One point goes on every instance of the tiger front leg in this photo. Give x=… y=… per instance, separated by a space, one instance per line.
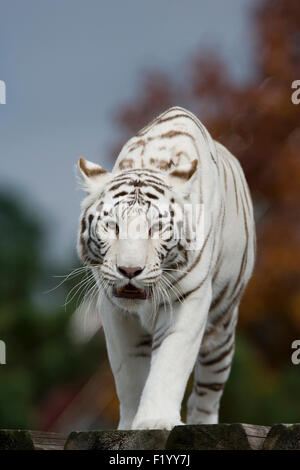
x=129 y=351
x=172 y=362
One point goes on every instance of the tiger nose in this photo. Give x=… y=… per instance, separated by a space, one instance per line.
x=130 y=272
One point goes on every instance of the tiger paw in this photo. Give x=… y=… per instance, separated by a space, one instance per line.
x=159 y=423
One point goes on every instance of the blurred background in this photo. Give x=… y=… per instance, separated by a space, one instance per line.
x=82 y=77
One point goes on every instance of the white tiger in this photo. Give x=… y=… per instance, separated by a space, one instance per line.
x=168 y=310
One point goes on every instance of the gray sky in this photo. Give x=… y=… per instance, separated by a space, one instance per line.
x=68 y=64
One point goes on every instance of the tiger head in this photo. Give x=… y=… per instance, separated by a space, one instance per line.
x=132 y=232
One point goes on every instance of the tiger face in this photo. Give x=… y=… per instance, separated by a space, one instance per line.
x=131 y=234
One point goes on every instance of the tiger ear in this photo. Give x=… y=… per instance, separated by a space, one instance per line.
x=91 y=176
x=183 y=176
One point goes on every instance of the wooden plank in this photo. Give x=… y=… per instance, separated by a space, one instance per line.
x=48 y=440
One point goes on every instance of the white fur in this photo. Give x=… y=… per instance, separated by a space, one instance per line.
x=189 y=336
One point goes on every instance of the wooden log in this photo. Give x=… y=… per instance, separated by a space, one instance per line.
x=117 y=440
x=217 y=437
x=283 y=437
x=14 y=439
x=48 y=440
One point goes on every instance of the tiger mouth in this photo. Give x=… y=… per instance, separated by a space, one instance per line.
x=129 y=292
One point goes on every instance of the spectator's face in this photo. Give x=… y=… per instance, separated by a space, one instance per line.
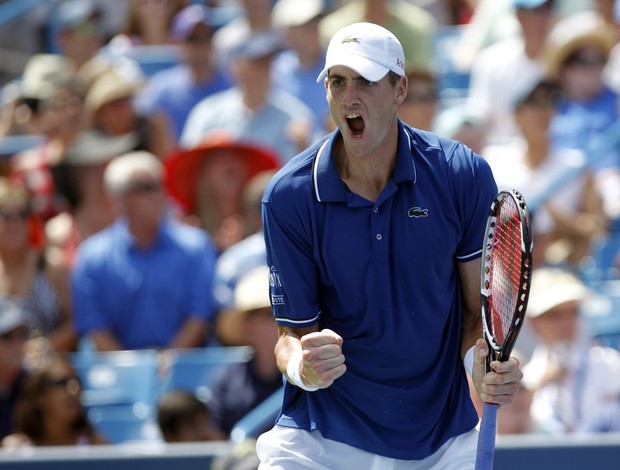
x=81 y=42
x=253 y=75
x=581 y=75
x=305 y=38
x=145 y=201
x=558 y=325
x=13 y=226
x=117 y=117
x=420 y=106
x=197 y=48
x=535 y=22
x=67 y=110
x=534 y=116
x=61 y=399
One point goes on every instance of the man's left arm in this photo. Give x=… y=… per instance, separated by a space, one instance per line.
x=501 y=384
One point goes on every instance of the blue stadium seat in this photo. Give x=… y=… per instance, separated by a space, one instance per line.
x=260 y=417
x=194 y=369
x=122 y=424
x=453 y=83
x=117 y=377
x=602 y=314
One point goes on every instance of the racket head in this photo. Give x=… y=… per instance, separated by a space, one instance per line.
x=506 y=271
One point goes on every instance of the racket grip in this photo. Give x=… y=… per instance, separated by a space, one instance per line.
x=486 y=437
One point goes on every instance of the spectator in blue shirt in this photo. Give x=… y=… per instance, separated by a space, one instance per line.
x=175 y=91
x=144 y=282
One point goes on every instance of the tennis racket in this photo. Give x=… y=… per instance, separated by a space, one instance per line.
x=505 y=284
--------------------
> _Work instruction_
Everything from the line holding "One point goes on every instance of the racket grip" through the last line of the entries should be retyped exactly, with no other lines.

> _Answer below_
One point goes on every instance of the racket grip in this photo. Give x=… y=… per instance, separated by a space, one instance per line.
x=486 y=437
One point goes on every instance of the spectator in blue shirt in this photo. Give x=… y=… per instance, separated by a space, one instance per line.
x=175 y=91
x=144 y=282
One point goes on every instance of the tennis racket in this photo. Give x=… y=… per instance, separated by a space, one instance per line.
x=505 y=284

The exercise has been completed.